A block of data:
******
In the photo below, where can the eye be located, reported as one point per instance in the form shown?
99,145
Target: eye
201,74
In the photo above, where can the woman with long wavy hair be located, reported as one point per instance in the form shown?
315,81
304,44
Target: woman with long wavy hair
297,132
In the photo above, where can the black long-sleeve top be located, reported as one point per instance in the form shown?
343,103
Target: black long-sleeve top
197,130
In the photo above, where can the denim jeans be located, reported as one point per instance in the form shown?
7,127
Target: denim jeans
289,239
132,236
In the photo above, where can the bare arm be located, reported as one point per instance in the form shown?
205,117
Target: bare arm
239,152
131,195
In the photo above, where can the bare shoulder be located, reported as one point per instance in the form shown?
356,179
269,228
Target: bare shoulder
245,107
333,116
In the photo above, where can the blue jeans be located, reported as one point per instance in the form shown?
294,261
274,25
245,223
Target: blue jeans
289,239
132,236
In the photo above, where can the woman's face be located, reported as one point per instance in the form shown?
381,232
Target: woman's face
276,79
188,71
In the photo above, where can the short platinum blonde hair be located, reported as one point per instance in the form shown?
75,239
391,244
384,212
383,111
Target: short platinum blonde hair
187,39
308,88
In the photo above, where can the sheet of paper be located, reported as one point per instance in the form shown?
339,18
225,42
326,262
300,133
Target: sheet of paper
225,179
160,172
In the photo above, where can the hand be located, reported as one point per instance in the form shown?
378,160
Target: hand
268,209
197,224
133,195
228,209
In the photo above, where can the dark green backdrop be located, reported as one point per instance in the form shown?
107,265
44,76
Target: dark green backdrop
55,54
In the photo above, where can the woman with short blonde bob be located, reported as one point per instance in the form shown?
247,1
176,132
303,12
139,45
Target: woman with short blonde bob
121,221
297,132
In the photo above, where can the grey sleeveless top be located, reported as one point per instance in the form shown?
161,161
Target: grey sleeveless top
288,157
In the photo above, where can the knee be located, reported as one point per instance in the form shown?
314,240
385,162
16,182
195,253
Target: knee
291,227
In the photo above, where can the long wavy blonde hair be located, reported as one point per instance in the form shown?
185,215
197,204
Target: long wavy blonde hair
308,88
******
= EXERCISE REQUIREMENTS =
Extract all the material, leaving every line as it is.

= REPLY =
In the photo below, where can the eye be located, reported as one point per instance in the form shown?
99,145
Target: eye
201,74
In the photo above, where can the woman with long wavy hair be located, reported as one point per instance in the form shown?
315,81
304,44
Target: woman with long wavy hair
297,132
In the photo above, where can the black long-sleeve top be located, reported as one point per instance in the form shown?
343,103
Target: black long-sleeve top
197,130
In the photo above, where can the denim jeans be located, reported as one point per instance in the form shown?
7,127
Target: denim jeans
289,239
132,236
In the photo above, where can the bare arm be located, reported as one point per instance in the form shown?
205,117
Target: bare arm
239,152
131,195
In the photo above, where can the bare shoulder be located, reported as one point per instance in the form shown?
356,179
269,228
Target: bare shoulder
245,107
333,116
In the photo above, where can the blue jeans be located, reported as one point per instance in the form shown?
294,261
274,25
245,223
Target: blue jeans
289,239
132,236
In the photo above, where can the woman's face be located, reported as one point per instance in the form shown?
381,232
Target: woman's face
276,79
188,71
In the photo above, where can the short platinum blonde hair be located, reported as one point per instance in the form shown?
75,239
391,244
384,212
383,111
Target: short platinum blonde hair
187,39
308,88
In the photo above, where can the sheet of paper be located, reported as one point per instance in the form shown?
339,18
225,42
326,262
300,133
Target: sheet of paper
225,179
160,172
In the photo above, where can the hand be located, reported as one point per instance in the form shown?
378,160
Target: hand
268,209
197,224
133,195
228,209
In the photo above, where can the dark green backdrop be located, reported as one point per instance in the form shown?
107,265
44,76
Target: dark green backdrop
55,54
In the photo above, where can the woman with short blonde bob be located, reported as one point per instance in the form shown?
247,1
176,132
303,12
139,45
Target: woman with short blonde bob
121,221
297,132
In the photo above, where can the grey sleeveless top be located, reported as one point per instance in the form shown?
161,161
Target: grey sleeveless top
288,157
In the photo above, where can the knee be located, reported as one point per instance in the form shown?
314,240
385,162
16,182
195,253
Target: knee
291,227
In the photo above, where can the long wavy blonde hair be located, reported as one point per instance in the form shown?
185,215
197,204
Target: long wavy blonde hair
308,88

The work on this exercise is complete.